__TASK DETAILS__
Return every line of the material exactly.

Saved entries
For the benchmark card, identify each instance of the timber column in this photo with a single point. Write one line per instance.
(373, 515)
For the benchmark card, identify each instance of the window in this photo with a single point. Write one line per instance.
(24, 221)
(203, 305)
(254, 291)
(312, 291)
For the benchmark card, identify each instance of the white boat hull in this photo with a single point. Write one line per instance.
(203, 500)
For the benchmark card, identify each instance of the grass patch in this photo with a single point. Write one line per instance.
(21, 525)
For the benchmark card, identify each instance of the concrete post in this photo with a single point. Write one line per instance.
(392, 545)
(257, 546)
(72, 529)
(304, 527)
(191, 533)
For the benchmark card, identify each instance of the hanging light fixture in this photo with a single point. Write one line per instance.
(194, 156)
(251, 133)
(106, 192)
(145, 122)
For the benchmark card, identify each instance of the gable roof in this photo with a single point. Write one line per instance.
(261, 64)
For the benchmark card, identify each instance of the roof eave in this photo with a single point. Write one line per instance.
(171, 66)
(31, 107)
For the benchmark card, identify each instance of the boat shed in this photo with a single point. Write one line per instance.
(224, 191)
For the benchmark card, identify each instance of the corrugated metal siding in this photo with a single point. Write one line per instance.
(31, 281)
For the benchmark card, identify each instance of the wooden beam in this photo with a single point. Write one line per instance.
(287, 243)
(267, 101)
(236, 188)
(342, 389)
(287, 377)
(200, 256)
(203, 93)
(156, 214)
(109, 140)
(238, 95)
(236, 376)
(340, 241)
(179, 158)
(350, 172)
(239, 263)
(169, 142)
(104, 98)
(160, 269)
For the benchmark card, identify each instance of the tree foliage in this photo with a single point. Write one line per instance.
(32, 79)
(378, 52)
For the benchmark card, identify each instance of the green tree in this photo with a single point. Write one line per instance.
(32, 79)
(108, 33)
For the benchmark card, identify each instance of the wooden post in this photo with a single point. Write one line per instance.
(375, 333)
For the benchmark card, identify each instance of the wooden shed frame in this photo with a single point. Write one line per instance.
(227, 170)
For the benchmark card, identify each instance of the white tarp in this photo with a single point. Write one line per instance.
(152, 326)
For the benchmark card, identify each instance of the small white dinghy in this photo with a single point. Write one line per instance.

__SOLUTION__
For the benchmark card, identify each instance of the timber column in this photo with a single point. Write one line per instance.
(373, 515)
For the benchmark card, identify each instance of the window in this photo with a single point. Write one line per instance.
(24, 221)
(203, 305)
(254, 291)
(312, 291)
For the benchmark card, identify each instance of the white boat hull in this photo with a single point. Write one line per instance.
(203, 500)
For the benchmark card, identify each instance of the grass patch in this photo with a single point. Write one line per instance.
(21, 525)
For the benchmark card, identify each instance of the concrete post in this photo with a single point. Write one line per instance.
(392, 545)
(257, 546)
(72, 529)
(304, 527)
(191, 533)
For the benchmark card, identify each instance of the hanging light fixture in this photo with a single point. Write one line per instance.
(194, 156)
(251, 133)
(106, 192)
(145, 122)
For the benchmark card, identify each instance of the gable roof in this photo with a single point. Write one line per instance.
(261, 64)
For the benchmark card, identify each instance of the roof eave in this photo with a single point. Write one line per instance.
(171, 66)
(31, 107)
For the benchmark card, identify each instance of the boat shed in this photo with a single point. Write one line per instance.
(224, 191)
For the benchmark card, identify each instance of the corrugated metal siding in this photo with a single point. Write one line per instance.
(31, 281)
For the benchmark card, identify each instance of the wooden beam in this photo with a single point. Write one line per instance.
(287, 243)
(267, 101)
(236, 188)
(342, 389)
(287, 377)
(200, 256)
(203, 93)
(156, 214)
(109, 140)
(238, 95)
(236, 376)
(340, 241)
(179, 158)
(350, 172)
(239, 263)
(169, 142)
(104, 98)
(160, 269)
For the benchmark card, identify each instance of the tree foliage in this photo with a single point. Write one line per instance.
(32, 79)
(378, 52)
For the benchmark card, identify each instance of the green tree in this photo with a single point. Write one line per instance.
(32, 79)
(108, 33)
For the benchmark card, identify each instance of the wooden post in this photo with a single point. Write one line per instance.
(375, 333)
For the benchmark card, identify each instance of the wooden shed frame in this photo with a single point. Write one line per instance.
(227, 170)
For the benchmark card, identify each instance of the white tarp in this photo with a single point. Write one line per instance.
(152, 326)
For the benchmark card, identify each instance of the small white dinghy in this photo with a single point. Write one line per instance.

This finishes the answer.